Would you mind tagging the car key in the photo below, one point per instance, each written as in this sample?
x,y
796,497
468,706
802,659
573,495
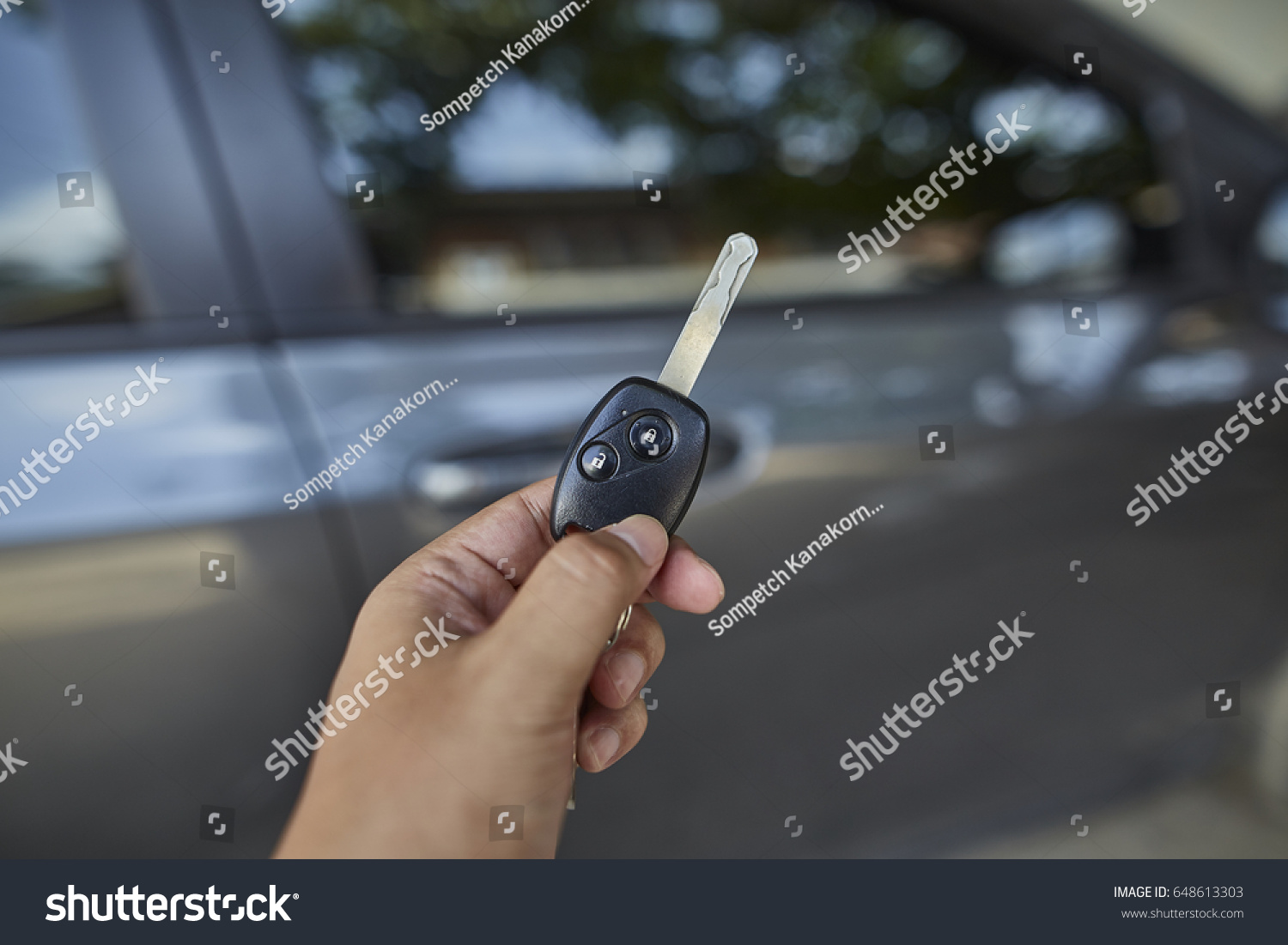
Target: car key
x,y
644,445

=== SHORT EXERCISE ===
Rename "car key" to "key fob" wherever it occurs in the items above, and give every line again otherwise unchanged. Leave the pictures out.

=== ANSWER FOR THE TASK ===
Would you mind tagging the key fob in the photo below, one point per instance, each written as in this sample?
x,y
796,497
468,706
802,659
573,495
Target: key fob
x,y
644,445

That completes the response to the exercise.